* Source:
_ _ _
In C++ you can use operator overloading, but this is an entire different mechanism. Because here the compiler chooses the appropriate function based on the datatypes and available overloaded function.
To illustrate this, printf, when compiled looks like this:
push value1
...
push valueN
push format_string
call _printf
And the prototype of printf is this:
int printf ( const char * format, ... );
So there is no type information carried over, except what is provided in the format string.
printf is not an intrinsic function. It's not part of the C language per se. All the compiler does is generate code to call printf, passing whatever parameters. Now, because C does not provide reflection as a mechanism to figure out type information at run time, the programmer has to explicitly provide the needed info.
Compiler may be smart, but functions printf or scanf are stupid - they do not know what is the type of the parameter do you pass for every call. This is why you need to pass %s or %d every time.
The first parameter is a format string. If you're printing a decimal number, it may look like:
"%d" (decimal number)
"%5d" (decimal number padded to width 5 with spaces)
"%05d" (decimal number padded to width 5 with zeros)
"%+d" (decimal number, always with a sign)
"Value: %d\n" (some content before/after the number)
etc, see for example Format placeholders on Wikipedia to have an idea what format strings can contain.
Also there can be more than one parameter here:
"%s - %d" (a string, then some content, then a number)
Isn't the compiler matured enough to identify that when I declared my
variable?
No.
_ _ _
* Given instruction a:
Reproduce the printf discussion above in full, word for word.
_ _ _
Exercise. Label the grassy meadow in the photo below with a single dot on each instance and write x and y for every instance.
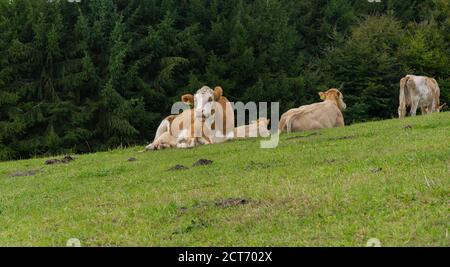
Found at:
(388, 180)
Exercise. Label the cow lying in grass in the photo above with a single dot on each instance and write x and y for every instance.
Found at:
(326, 114)
(419, 91)
(210, 121)
(256, 128)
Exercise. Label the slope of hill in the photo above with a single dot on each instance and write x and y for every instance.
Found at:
(339, 187)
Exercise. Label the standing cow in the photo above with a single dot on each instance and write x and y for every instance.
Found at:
(418, 91)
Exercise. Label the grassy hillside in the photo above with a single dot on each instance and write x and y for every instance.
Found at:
(388, 180)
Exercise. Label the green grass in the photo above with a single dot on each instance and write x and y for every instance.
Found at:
(339, 187)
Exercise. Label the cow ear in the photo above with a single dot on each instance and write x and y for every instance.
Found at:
(188, 99)
(322, 95)
(218, 92)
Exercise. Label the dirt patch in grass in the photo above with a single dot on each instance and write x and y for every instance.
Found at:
(195, 224)
(375, 170)
(66, 159)
(231, 202)
(202, 162)
(261, 165)
(178, 168)
(347, 137)
(222, 203)
(303, 136)
(24, 173)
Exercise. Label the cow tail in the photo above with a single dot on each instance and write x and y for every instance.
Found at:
(437, 95)
(403, 95)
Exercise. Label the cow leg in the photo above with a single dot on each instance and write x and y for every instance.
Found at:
(414, 109)
(423, 110)
(164, 141)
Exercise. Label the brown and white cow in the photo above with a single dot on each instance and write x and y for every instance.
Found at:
(210, 121)
(418, 91)
(256, 128)
(326, 114)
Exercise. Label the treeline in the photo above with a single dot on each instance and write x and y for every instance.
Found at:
(94, 75)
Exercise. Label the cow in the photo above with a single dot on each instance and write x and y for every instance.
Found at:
(418, 91)
(256, 128)
(326, 114)
(210, 121)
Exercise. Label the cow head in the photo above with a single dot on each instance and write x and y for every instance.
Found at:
(441, 107)
(334, 95)
(203, 101)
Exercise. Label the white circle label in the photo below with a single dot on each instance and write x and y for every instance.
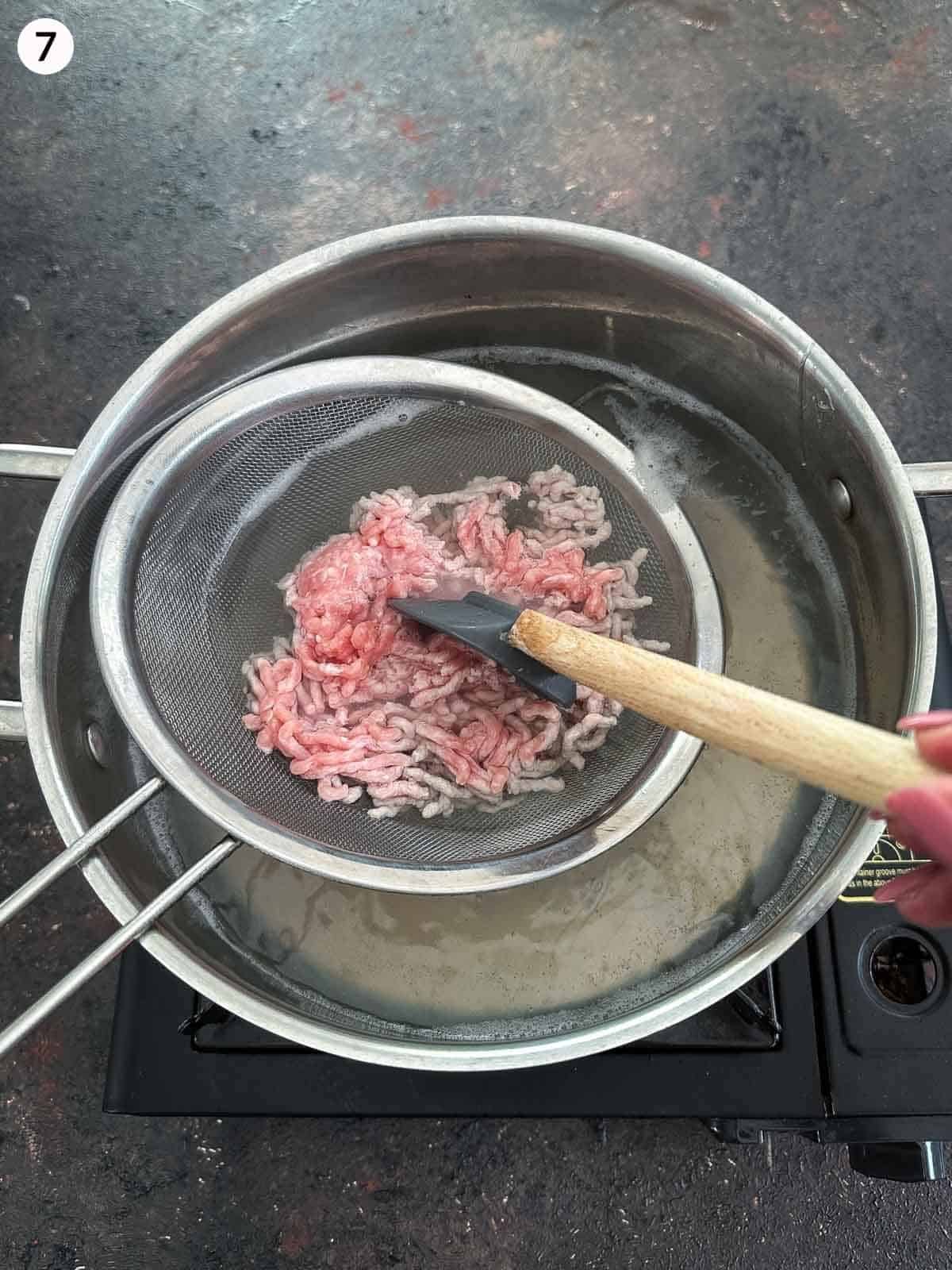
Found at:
(44, 46)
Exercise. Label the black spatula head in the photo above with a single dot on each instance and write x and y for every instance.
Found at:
(482, 622)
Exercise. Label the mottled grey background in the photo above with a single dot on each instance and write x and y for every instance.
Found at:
(800, 145)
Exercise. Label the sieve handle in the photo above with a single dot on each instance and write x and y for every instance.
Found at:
(824, 749)
(79, 850)
(120, 940)
(41, 463)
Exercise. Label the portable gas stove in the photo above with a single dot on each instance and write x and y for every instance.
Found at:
(846, 1039)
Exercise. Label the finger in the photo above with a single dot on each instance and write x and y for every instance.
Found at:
(907, 836)
(936, 746)
(908, 884)
(927, 901)
(920, 722)
(926, 813)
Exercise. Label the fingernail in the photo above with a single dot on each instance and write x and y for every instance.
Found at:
(927, 810)
(920, 722)
(903, 887)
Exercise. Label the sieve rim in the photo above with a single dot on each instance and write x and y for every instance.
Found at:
(205, 431)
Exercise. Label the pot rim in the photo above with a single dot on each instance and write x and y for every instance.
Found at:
(94, 454)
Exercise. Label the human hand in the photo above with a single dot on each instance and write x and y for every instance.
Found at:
(920, 818)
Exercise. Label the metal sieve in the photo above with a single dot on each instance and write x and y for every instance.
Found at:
(226, 503)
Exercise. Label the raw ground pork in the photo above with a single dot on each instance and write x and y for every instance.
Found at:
(363, 700)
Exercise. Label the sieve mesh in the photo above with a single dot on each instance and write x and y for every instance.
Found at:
(245, 512)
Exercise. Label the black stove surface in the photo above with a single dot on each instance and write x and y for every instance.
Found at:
(847, 1038)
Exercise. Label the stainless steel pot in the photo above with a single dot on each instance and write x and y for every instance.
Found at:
(816, 539)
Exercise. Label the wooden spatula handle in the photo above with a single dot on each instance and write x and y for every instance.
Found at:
(846, 757)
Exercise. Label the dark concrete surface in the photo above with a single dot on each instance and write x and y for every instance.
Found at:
(800, 145)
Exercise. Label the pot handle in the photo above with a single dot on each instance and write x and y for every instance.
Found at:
(42, 463)
(930, 478)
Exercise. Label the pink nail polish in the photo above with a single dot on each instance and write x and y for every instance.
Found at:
(905, 887)
(922, 722)
(927, 813)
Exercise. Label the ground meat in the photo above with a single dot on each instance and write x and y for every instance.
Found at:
(363, 700)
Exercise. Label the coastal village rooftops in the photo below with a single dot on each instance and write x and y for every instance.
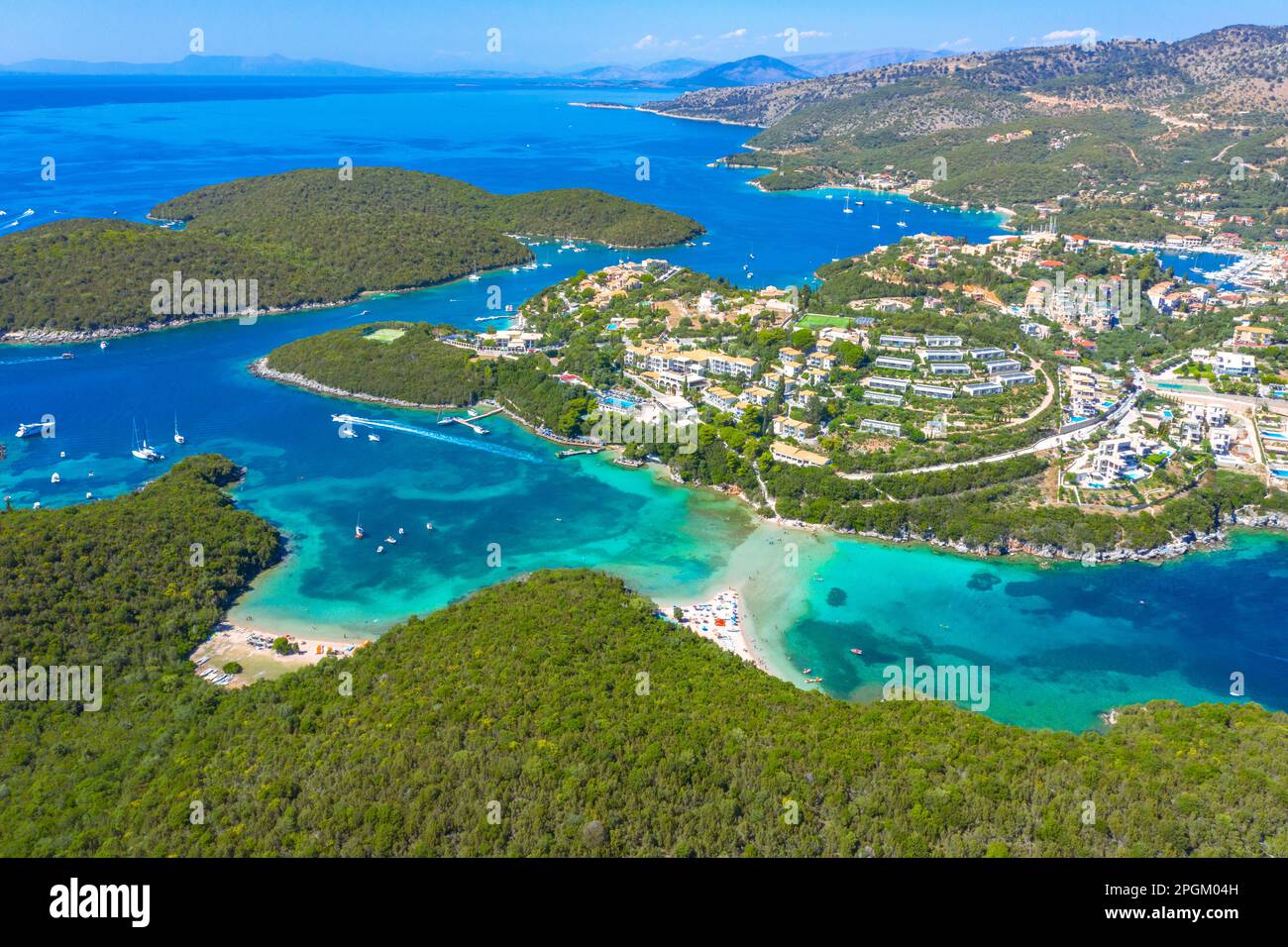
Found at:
(790, 454)
(756, 394)
(941, 341)
(932, 390)
(894, 364)
(787, 427)
(720, 397)
(888, 384)
(1017, 377)
(1004, 365)
(875, 427)
(900, 342)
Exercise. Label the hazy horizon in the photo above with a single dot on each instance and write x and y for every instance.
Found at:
(509, 37)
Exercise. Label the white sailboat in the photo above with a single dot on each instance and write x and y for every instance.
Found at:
(142, 450)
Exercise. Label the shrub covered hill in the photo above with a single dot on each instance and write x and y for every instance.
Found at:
(1116, 132)
(524, 699)
(305, 237)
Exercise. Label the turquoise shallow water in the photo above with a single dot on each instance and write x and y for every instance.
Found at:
(1061, 642)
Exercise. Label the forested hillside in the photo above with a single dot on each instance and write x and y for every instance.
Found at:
(304, 237)
(417, 368)
(583, 724)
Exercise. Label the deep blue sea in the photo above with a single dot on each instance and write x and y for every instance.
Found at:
(1064, 642)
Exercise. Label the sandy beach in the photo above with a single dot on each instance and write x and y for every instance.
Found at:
(721, 620)
(246, 646)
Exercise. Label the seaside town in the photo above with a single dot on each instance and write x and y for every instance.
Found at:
(935, 354)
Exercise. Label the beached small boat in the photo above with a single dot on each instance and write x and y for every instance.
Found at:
(143, 450)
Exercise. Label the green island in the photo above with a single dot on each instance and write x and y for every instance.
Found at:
(305, 237)
(1127, 140)
(441, 729)
(930, 390)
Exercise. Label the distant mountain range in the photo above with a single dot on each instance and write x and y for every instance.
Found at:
(1233, 69)
(687, 72)
(196, 64)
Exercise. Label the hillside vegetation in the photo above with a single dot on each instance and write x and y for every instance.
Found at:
(1116, 129)
(417, 368)
(527, 701)
(304, 237)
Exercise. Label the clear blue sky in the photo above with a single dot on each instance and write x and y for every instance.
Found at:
(430, 35)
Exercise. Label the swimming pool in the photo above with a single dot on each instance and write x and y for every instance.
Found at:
(623, 403)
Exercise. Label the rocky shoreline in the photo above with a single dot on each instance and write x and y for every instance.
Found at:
(1245, 518)
(259, 368)
(68, 337)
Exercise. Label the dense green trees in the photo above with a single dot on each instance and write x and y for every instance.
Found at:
(526, 699)
(415, 367)
(304, 237)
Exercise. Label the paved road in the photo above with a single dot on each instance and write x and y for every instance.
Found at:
(1043, 445)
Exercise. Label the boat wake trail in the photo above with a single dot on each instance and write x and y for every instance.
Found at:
(29, 361)
(500, 450)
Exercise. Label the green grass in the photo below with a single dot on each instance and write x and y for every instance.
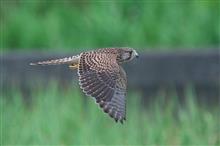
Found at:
(73, 26)
(66, 117)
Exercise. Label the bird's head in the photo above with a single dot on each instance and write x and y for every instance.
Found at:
(126, 54)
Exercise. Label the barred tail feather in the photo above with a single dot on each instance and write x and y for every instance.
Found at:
(67, 60)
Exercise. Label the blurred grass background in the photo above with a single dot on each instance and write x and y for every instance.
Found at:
(63, 117)
(61, 26)
(60, 117)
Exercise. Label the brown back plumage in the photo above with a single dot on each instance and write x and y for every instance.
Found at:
(102, 77)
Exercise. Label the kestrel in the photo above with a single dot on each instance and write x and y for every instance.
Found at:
(102, 77)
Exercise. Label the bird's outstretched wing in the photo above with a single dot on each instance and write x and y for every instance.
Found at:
(101, 77)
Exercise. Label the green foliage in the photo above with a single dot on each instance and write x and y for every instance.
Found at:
(64, 117)
(55, 25)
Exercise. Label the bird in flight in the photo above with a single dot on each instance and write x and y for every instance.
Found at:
(102, 77)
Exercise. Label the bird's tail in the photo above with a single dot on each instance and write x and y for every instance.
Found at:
(68, 60)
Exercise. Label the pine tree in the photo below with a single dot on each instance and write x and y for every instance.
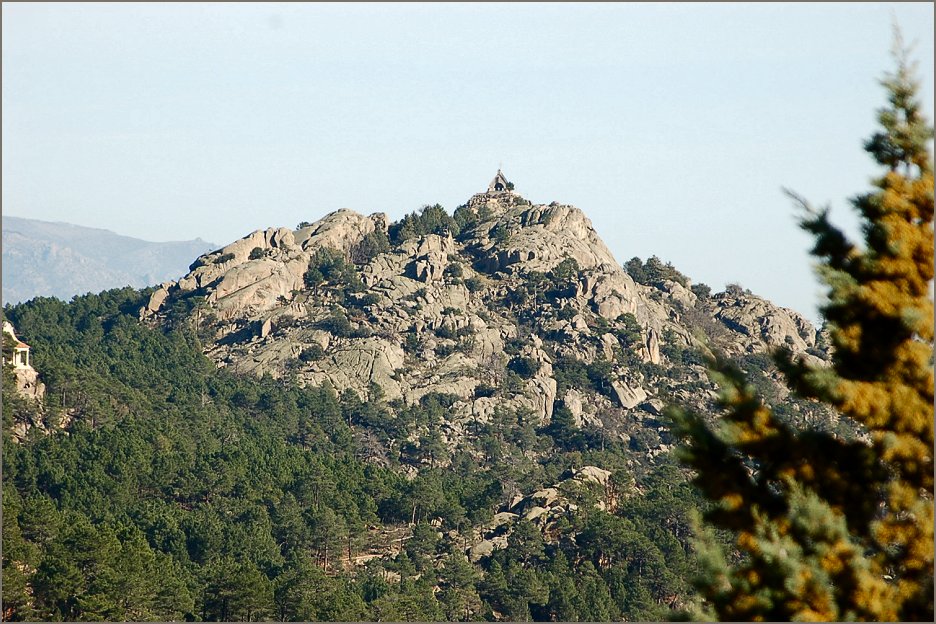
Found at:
(834, 529)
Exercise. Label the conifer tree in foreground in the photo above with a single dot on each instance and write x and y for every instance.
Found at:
(831, 529)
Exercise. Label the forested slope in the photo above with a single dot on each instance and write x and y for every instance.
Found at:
(182, 491)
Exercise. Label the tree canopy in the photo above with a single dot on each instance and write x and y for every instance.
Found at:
(833, 528)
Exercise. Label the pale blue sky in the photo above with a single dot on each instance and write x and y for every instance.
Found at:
(674, 126)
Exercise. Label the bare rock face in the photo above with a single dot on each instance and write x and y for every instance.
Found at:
(628, 397)
(766, 325)
(451, 313)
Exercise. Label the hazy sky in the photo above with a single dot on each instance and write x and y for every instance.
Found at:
(673, 126)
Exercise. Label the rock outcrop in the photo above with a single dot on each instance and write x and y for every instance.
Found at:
(497, 315)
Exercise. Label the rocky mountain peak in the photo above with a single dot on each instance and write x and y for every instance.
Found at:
(504, 305)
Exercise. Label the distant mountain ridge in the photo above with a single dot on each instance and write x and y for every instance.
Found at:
(44, 258)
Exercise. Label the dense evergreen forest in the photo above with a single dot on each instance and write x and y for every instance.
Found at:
(179, 491)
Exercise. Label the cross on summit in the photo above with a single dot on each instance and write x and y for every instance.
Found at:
(499, 184)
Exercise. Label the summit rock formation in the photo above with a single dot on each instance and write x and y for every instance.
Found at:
(508, 305)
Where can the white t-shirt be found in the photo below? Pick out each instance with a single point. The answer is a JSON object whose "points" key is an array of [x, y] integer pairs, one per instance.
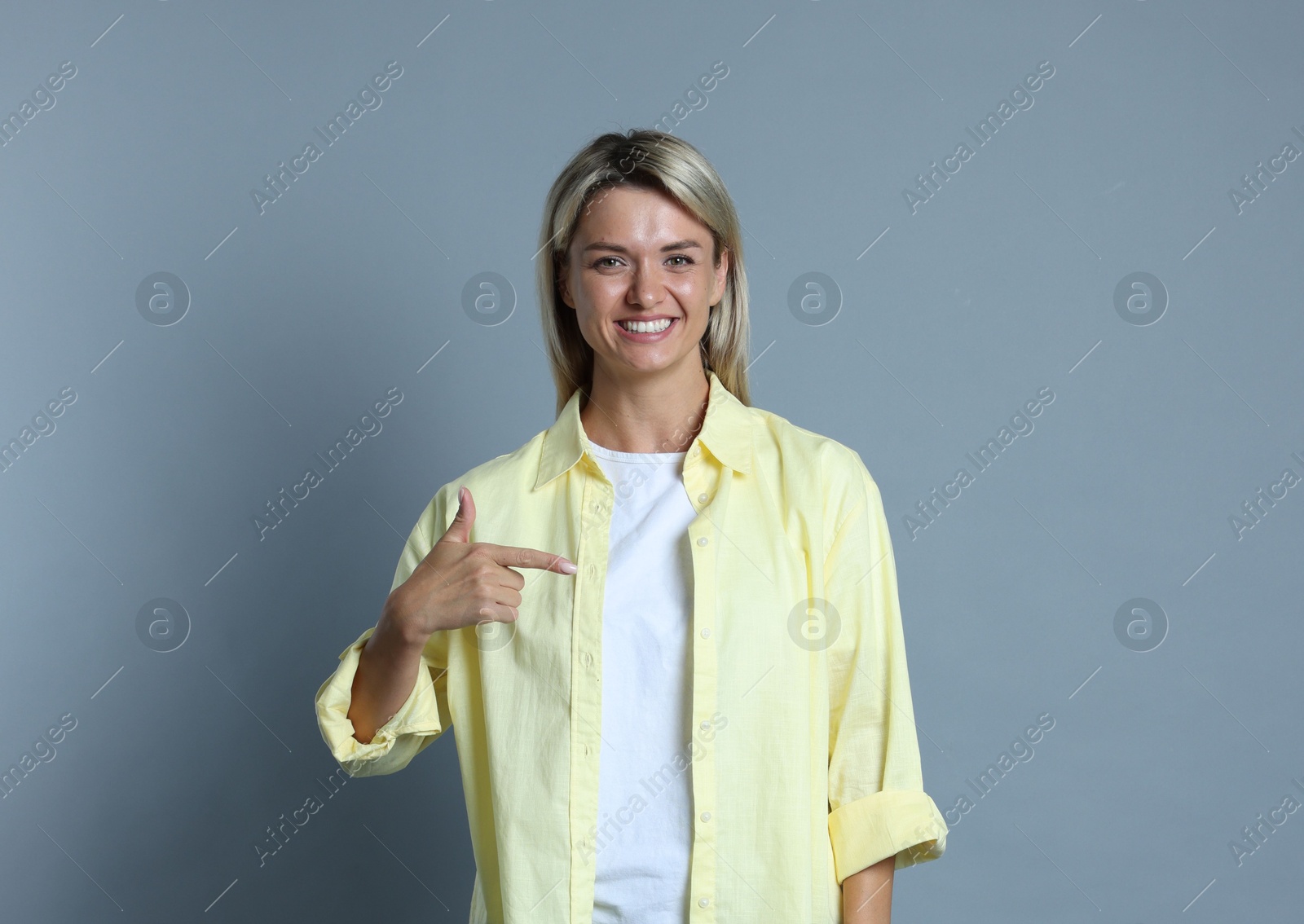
_ _ _
* Given instruction b:
State how many lines of the rows above contain the string "distant". Case counts. Reply with the number alone.

* Task answer a:
In C++ you can use operator overloading, but this is an entire different mechanism. Because here the compiler chooses the appropriate function based on the datatypes and available overloaded function.
To illustrate this, printf, when compiled looks like this:
push value1
...
push valueN
push format_string
call _printf
And the prototype of printf is this:
int printf ( const char * format, ... );
So there is no type information carried over, except what is provided in the format string.
printf is not an intrinsic function. It's not part of the C language per se. All the compiler does is generate code to call printf, passing whatever parameters. Now, because C does not provide reflection as a mechanism to figure out type information at run time, the programmer has to explicitly provide the needed info.
Compiler may be smart, but functions printf or scanf are stupid - they do not know what is the type of the parameter do you pass for every call. This is why you need to pass %s or %d every time.
The first parameter is a format string. If you're printing a decimal number, it may look like:
"%d" (decimal number)
"%5d" (decimal number padded to width 5 with spaces)
"%05d" (decimal number padded to width 5 with zeros)
"%+d" (decimal number, always with a sign)
"Value: %d\n" (some content before/after the number)
etc, see for example Format placeholders on Wikipedia to have an idea what format strings can contain.
Also there can be more than one parameter here:
"%s - %d" (a string, then some content, then a number)
Isn't the compiler matured enough to identify that when I declared my
variable?
No.

* Task answer b:
2